(AVAILABLE DATA)

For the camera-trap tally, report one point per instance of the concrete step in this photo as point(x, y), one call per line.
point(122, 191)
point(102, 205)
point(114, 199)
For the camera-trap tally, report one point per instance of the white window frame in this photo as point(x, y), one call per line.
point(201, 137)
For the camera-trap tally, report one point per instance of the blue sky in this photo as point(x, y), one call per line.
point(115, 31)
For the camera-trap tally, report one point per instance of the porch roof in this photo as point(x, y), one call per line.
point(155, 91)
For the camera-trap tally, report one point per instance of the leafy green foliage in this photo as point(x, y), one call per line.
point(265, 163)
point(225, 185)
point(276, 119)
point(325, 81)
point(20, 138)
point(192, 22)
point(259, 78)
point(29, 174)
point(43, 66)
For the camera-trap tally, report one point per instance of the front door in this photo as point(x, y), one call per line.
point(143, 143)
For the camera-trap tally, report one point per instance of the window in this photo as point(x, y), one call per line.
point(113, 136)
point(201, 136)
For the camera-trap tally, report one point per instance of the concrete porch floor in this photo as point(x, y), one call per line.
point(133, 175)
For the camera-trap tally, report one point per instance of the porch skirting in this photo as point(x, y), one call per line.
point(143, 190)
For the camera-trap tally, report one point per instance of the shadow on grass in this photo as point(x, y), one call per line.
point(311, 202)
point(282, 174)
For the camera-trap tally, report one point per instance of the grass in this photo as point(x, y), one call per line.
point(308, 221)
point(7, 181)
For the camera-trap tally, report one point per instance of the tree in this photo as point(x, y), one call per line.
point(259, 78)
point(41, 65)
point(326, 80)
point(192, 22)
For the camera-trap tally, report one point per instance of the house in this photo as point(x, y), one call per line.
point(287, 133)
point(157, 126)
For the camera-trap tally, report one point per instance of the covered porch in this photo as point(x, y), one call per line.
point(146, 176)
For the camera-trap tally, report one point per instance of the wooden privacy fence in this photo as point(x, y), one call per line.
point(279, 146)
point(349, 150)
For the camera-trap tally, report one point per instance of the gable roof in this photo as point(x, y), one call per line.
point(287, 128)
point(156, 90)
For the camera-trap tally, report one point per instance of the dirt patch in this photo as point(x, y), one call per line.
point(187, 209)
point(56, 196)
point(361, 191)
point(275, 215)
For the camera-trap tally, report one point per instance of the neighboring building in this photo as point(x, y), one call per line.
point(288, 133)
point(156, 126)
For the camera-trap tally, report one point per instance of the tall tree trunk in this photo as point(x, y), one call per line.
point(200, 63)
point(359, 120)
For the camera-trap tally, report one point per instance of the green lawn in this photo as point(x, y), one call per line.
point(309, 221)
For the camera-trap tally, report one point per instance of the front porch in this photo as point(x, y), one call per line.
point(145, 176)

(End AVAILABLE DATA)

DIRECTIONS | All records above are to be output again exactly as they stand.

RESULT OF THE EXERCISE |
For the camera-trap tally, report one point per instance of the concrete step in this photo as point(x, y), one call per line.
point(122, 191)
point(102, 205)
point(114, 199)
For the camera-trap tally, report one point per instance of the white window frame in this photo as point(x, y), one call per line.
point(201, 137)
For the camera-trap tally, report one point per instance of the blue sky in this photo as point(x, y), one call per line.
point(115, 31)
For the camera-trap tally, report one point per instance of the porch roof in this photo as point(x, y), one call per line.
point(155, 91)
For the camera-trap tally, report one point per instance of the leafy green foliage in this photo as point(x, y), one call per line.
point(265, 163)
point(225, 185)
point(276, 119)
point(325, 81)
point(20, 138)
point(192, 22)
point(259, 78)
point(29, 174)
point(43, 66)
For the camera-trap tally, report one point per instance of the front door in this photo as point(x, y), one call per line.
point(143, 143)
For the camera-trap tally, report one point per instance of the window in this photo as point(x, y), one call per line.
point(113, 136)
point(201, 136)
For the camera-trap tally, report one point per instance of the concrete porch floor in this photo as point(x, y), one call per line.
point(133, 175)
For the camera-trap tally, report one point per instance of the porch skirting in this photo as point(x, y), one call per line.
point(143, 190)
For the camera-trap tally, report one point per instance of the shadow on grass in this photo as point(x, y), one call per line.
point(311, 202)
point(282, 174)
For the camera-trap tally, report one point per instance of the grass in this photo as point(x, y), one call per line.
point(308, 221)
point(7, 181)
For the camera-trap tally, report one point per instance of the tree in this photo as point(x, y), one call per line.
point(259, 78)
point(41, 65)
point(326, 80)
point(192, 22)
For the camera-trap tally, report one point per instance of the house in this photo as point(x, y), one call per line.
point(287, 133)
point(157, 126)
For the camera-trap tally, report one point per instance of the covered porch in this photo as point(x, y), one call per line.
point(146, 176)
For the camera-trap tally, report one point per instance of the wooden privacy fence in this photo as point(x, y), one call per line.
point(279, 146)
point(349, 150)
For the camera-trap tally, report one point per instance of the gable roof in this photo as point(x, y), one call per line.
point(287, 128)
point(156, 90)
For the camera-trap tally, report one point per instance of the dirt patch in this photo as point(x, y), one call per line.
point(187, 209)
point(56, 196)
point(361, 191)
point(275, 215)
For the camera-trap tally, report one point per instance of the neighboring building in this photo as point(x, y), one call per line.
point(288, 133)
point(156, 126)
For the camera-trap tally, report one point per instance of the tall tree trunk in this photo as point(x, y), one call per line.
point(200, 63)
point(359, 120)
For the camera-trap tally, report one point per instance of the green lawn in this photo as point(x, y), one call per line.
point(309, 221)
For the camera-trap tally, report one point per instance of the front porch in this photo as point(x, y), one call per line.
point(145, 176)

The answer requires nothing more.